-- Begin Extracted data --

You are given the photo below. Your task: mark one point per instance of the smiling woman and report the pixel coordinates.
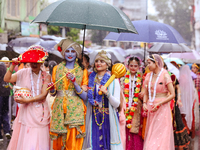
(32, 121)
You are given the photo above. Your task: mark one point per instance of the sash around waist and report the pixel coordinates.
(159, 95)
(60, 93)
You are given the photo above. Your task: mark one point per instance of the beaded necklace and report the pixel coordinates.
(155, 85)
(131, 96)
(98, 98)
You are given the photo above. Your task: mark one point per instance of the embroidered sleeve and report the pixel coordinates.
(115, 98)
(146, 81)
(47, 80)
(167, 78)
(54, 74)
(85, 77)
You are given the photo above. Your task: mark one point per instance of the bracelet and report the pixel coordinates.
(53, 92)
(10, 70)
(108, 94)
(79, 92)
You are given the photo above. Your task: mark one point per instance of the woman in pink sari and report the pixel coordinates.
(159, 92)
(31, 126)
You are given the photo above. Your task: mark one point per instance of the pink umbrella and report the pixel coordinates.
(194, 55)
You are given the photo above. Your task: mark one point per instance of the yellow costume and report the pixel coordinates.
(67, 127)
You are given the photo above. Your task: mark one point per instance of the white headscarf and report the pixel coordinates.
(187, 93)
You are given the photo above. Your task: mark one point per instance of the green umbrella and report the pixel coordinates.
(86, 14)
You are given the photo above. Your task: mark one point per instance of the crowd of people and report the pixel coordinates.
(144, 110)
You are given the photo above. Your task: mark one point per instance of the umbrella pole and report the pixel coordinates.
(144, 52)
(83, 40)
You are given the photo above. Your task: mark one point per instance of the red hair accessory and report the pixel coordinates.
(59, 49)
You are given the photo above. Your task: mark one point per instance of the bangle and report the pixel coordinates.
(53, 92)
(79, 92)
(10, 70)
(108, 94)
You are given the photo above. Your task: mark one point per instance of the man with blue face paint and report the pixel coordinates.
(67, 127)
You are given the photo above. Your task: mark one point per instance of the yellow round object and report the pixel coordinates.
(119, 70)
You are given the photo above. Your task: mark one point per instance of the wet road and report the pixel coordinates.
(195, 143)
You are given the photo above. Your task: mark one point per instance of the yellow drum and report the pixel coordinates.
(22, 91)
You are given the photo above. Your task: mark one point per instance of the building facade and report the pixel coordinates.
(134, 9)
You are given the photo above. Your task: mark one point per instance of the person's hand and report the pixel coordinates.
(145, 107)
(141, 95)
(15, 61)
(179, 103)
(22, 100)
(71, 77)
(155, 107)
(51, 85)
(84, 87)
(103, 89)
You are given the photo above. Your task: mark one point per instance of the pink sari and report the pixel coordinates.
(31, 126)
(159, 130)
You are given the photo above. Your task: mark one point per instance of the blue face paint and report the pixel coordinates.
(70, 54)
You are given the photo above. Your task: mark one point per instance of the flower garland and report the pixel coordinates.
(98, 98)
(92, 85)
(130, 109)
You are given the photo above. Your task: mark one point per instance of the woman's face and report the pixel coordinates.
(70, 54)
(35, 66)
(194, 69)
(152, 66)
(133, 67)
(100, 65)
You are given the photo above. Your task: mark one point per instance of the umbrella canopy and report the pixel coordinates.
(23, 42)
(177, 60)
(193, 55)
(48, 45)
(117, 49)
(169, 48)
(86, 14)
(135, 52)
(148, 32)
(115, 56)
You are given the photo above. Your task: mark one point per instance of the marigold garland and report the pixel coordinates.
(130, 111)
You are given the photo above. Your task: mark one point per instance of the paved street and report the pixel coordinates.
(195, 143)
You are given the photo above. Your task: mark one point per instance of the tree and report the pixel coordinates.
(177, 14)
(73, 33)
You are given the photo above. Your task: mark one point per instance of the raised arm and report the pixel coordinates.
(9, 77)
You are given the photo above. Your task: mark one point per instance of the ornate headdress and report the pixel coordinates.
(34, 54)
(157, 59)
(103, 55)
(195, 65)
(64, 44)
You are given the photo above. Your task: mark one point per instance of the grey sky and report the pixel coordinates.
(151, 9)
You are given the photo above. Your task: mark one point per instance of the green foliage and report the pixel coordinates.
(1, 31)
(175, 13)
(53, 30)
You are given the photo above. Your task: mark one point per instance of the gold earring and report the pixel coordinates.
(95, 70)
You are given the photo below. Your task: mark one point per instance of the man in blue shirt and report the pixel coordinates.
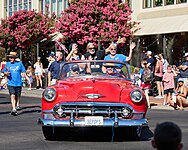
(15, 71)
(54, 69)
(114, 56)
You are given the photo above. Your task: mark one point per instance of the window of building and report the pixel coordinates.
(11, 6)
(169, 2)
(147, 3)
(157, 3)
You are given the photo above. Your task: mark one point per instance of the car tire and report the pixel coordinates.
(50, 133)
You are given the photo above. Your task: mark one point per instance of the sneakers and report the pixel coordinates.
(14, 113)
(158, 97)
(18, 108)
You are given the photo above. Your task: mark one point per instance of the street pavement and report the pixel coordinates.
(154, 103)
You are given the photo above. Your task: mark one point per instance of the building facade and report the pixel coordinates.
(163, 27)
(8, 7)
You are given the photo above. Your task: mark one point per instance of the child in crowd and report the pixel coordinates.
(169, 85)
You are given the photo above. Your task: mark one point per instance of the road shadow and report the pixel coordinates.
(94, 134)
(5, 112)
(5, 102)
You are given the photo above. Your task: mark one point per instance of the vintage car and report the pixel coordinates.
(93, 94)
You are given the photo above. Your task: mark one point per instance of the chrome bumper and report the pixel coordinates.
(81, 123)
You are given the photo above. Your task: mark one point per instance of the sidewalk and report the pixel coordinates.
(155, 103)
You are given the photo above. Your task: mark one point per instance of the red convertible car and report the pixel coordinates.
(93, 94)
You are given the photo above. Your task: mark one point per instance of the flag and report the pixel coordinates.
(62, 46)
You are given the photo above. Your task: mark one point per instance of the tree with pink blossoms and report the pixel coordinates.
(25, 28)
(95, 20)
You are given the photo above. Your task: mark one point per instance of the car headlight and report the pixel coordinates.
(49, 94)
(136, 96)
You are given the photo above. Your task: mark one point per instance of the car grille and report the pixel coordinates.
(80, 110)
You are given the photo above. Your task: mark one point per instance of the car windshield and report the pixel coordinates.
(97, 68)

-- End Extracted data --

**Work to complete:**
Rescale the lines above, starting from the line that contains "windshield and report the pixel coordinates." and continuing up to and including the last line. Write each of these lines out again, requests included, and multiply every coordinate in the answers by 1.4, rounding to whole numbers with halves rounded up.

**Solution below:**
You are given the photo above. Your task: mark one point per instance of the car windshield and report the pixel coordinates.
(136, 95)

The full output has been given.